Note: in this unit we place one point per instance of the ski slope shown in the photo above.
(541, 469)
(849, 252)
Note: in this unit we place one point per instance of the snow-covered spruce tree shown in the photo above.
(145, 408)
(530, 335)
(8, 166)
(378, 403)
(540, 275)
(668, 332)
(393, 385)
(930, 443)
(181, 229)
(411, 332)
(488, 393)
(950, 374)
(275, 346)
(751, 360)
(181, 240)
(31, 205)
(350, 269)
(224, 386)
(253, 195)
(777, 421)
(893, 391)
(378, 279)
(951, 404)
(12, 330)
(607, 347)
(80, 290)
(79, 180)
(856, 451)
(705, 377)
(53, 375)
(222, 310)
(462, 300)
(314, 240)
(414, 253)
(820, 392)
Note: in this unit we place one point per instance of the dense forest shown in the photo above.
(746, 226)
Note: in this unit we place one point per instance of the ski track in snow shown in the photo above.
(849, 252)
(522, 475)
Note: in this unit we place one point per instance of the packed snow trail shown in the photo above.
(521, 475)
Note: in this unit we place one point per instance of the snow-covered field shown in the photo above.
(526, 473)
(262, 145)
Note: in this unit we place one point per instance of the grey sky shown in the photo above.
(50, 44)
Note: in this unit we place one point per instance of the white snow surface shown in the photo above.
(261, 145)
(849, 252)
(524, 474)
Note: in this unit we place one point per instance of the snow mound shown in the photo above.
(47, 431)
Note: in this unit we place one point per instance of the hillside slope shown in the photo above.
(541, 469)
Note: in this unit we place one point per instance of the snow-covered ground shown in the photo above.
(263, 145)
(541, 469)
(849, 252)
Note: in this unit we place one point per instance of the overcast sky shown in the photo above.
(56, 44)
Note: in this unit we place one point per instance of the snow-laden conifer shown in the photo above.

**Task to complete**
Copy all of the items above word for word, line by line and in the same order.

**Written answer**
Note: in this unit we place one point per instance of the ski slope shown in the photo above.
(541, 469)
(849, 252)
Note: in this unit we place one point per instance of the snow-covered spruce tree shown in the photo above.
(145, 408)
(530, 335)
(8, 166)
(378, 403)
(540, 275)
(668, 332)
(393, 385)
(930, 443)
(181, 229)
(411, 332)
(488, 393)
(950, 374)
(275, 346)
(751, 360)
(181, 240)
(31, 205)
(350, 269)
(224, 386)
(253, 195)
(777, 421)
(893, 391)
(378, 279)
(951, 404)
(12, 330)
(607, 347)
(80, 290)
(79, 180)
(856, 451)
(705, 377)
(53, 375)
(222, 310)
(462, 300)
(314, 240)
(414, 253)
(820, 392)
Note: in this unit we place one point per instance of the dense forest shown in the photo above.
(746, 226)
Note: in this unit we place one point per instance of the ski track in snow shown in the photo above.
(849, 252)
(522, 475)
Note: in this unit we place one point per instance of the packed snow trail shown in the photo above.
(521, 475)
Note: in this unit we place one point per instance of the snow-covered field shown in the photo above.
(526, 473)
(262, 145)
Note: in this unit we place one point per instance of the grey sky shown in the photo above.
(50, 44)
Note: in this unit we place one point per instance of the white snow surface shown in the photo above.
(261, 145)
(849, 252)
(524, 474)
Note: in this unit we place one point per instance of the snow mound shown in the photo above.
(47, 431)
Note: in this unit we place one point per instance of the hillside slope shown in the photo above.
(541, 469)
Note: in this unit we place one point per instance of the snow-covered ground shown in the photo above.
(263, 145)
(541, 469)
(849, 252)
Note: in this unit we place one point per instance of the overcast sky shown in the photo above.
(56, 44)
Note: in this unit we place one point per instance of the snow-laden conifer shown in the photo above.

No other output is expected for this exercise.